Saved entries
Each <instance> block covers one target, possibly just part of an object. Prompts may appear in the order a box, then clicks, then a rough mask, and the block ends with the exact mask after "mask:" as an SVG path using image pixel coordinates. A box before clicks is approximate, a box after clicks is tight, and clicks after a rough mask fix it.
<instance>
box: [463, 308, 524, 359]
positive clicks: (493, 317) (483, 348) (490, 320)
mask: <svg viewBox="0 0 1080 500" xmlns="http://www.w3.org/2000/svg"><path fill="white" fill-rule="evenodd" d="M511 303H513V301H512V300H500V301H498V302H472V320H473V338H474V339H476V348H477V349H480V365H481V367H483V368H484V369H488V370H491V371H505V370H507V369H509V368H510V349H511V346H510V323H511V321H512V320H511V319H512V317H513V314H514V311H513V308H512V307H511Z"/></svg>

(YOUR TASK) Turn every line of the items above into a Markdown table, skipping blank lines, with the row number under "No." and the line itself under "Text".

(TASK SOLUTION)
| No. | Text |
|---|---|
| 1 | Each <instance> block covers one target, possibly just part of an object. Prompts may appear in the order a box, then clicks, then a rough mask, and the block ends with the exact mask after "mask:" as an SVG path using image pixel coordinates. A box before clicks is approximate, a box after clicks is tight, and clicks after a rough mask fix it. |
| 2 | <instance> |
| 3 | box: [463, 308, 524, 359] |
| 4 | positive clicks: (493, 317) (483, 348) (490, 320) |
| 5 | mask: <svg viewBox="0 0 1080 500" xmlns="http://www.w3.org/2000/svg"><path fill="white" fill-rule="evenodd" d="M511 303H513V301H512V300H500V301H498V302H472V320H473V338H474V339H476V348H477V349H480V365H481V367H483V368H484V369H488V370H491V371H505V370H507V369H509V368H510V349H511V346H510V323H511V321H512V320H511V319H512V317H513V314H514V311H513V308H512V307H511Z"/></svg> |